━━ Article

# Are these Forte Shoes any good?



## joepa150 (Jul 23, 2010)

I just purchased my first pair of biking shoes to go with my first clipless pedals. I have been shopping around online, REI, and at Performance Bike. I didn't want to buy online unless it was a really really great deal because shoes you have to try on to know if they are the right ones. It seemed like Performance bike and REI didn't have any good sales under $100 in my size until yesterday. Performance bike had a deal of the day on these shoes (Forte CM410). I bought them at the store for $69.99 + tax. The store had them for $89.99 for deal of the day but they honored the online price. Today they are still on sale but are $109.

http://www.performancebike.com/bikes/Product_10052_10551_1022657_-1_1549000_20000_400098

They fit and feel great.

Any thoughts good/bad about these shoes as my first pair?

I didn't want to spend a lot since I didn't know if I would like them. Also I just bought my bike and a bunch of accessories the past month or so.
Are these


----------



## Finch Platte (Nov 14, 2003)

Mine were older, but I dug 'em. Great value.

http://www.mtbr.com/cat/mtb-apparel...erformance/forte-cm400/PRD_417097_144crx.aspx


----------



## heybrady (May 31, 2009)

Just FYI (and I was going to post in your other thread too) that Performance will price match any online site. So a couple days ago I got them to match the Shimano M086 that Jenson had for $55 (not in my size even). I thought the M086 were by far the most comfortable shoes they had in the sub-100 price range.


----------



## Dainbramage91 (Jul 19, 2010)

I have those exact shoes. Just got them from PerformanceBike. I love them personally. Of course, I don't have anything else to compare them with, but I have no complaints. They fit well, they're comfortable, easy to get on and off, and I think they look nice. The cleats are nice for being able to grip the ground when walking.

━━━━
━━ Data excerpts

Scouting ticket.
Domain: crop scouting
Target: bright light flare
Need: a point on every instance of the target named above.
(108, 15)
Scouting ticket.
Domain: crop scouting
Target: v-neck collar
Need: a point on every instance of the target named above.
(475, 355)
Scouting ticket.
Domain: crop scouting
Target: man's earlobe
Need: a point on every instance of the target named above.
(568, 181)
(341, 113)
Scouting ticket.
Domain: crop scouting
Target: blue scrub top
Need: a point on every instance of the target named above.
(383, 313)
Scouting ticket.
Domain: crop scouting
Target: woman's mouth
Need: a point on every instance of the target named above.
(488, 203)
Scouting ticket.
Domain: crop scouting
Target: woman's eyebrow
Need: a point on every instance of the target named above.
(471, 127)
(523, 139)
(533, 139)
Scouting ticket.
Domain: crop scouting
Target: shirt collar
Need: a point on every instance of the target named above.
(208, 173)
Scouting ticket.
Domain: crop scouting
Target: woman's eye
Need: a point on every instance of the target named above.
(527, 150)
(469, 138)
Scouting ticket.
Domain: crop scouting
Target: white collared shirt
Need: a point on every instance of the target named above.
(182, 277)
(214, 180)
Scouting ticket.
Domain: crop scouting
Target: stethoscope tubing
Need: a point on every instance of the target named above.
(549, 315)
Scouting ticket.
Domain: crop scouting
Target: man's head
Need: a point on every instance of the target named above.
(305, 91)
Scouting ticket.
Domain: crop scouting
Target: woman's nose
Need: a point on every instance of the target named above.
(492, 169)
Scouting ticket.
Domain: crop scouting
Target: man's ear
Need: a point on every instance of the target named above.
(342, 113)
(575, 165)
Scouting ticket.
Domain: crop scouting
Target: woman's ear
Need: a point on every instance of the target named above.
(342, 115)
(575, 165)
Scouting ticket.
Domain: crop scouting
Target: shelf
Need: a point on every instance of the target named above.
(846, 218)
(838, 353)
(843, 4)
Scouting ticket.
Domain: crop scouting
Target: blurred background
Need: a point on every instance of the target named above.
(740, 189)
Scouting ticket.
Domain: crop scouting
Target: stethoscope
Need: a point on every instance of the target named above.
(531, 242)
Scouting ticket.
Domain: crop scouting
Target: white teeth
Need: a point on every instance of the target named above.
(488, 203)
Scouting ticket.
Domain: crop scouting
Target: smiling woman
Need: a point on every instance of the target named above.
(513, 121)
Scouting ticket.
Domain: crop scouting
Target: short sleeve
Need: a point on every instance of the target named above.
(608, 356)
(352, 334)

━━━━

### [Brief 1]
Copy the part of the Forte shoes thread starting at "Any thoughts good/bad" and ending at "month or so.".
### [Brief 2]
Carry on the Forte shoes thread from its last post.

### [Output 1]
Any thoughts good/bad about these shoes as my first pair?

I didn't want to spend a lot since I didn't know if I would like them. Also I just bought my bike and a bunch of accessories the past month or so.

### [Output 2]
Overall, I'd buy them again.


----------



## Dion (Oct 22, 2009)

I have been fairly impressed with Performance Bike/Forte' stuff with the exception of their cycling bibs. Everything else has been of great quality and value.


----------



## joepa150 (Jul 23, 2010)

heybrady said:


> Just FYI (and I was going to post in your other thread too) that Performance will price match any online site. So a couple days ago I got them to match the Shimano M086 that Jenson had for $55 (not in my size even). I thought the M086 were by far the most comfortable shoes they had in the sub-100 price range.


Thanks for the info. I actually do this all the time. I find the cheapest place online that I can find a product and then go to Performance bike and buy it there. They are awesome about this.


----------



## joepa150 (Jul 23, 2010)

Wow. I just tested them around the block and for some odd reason, they engaged and disengaged easier and smoother than the other shoes (Cannondale Range).


----------



## wg (Dec 20, 2003)

I have a pair and they're pretty decent for the $$. I find the toe box a bit too loose and they need a better insole (like many cycling shoes).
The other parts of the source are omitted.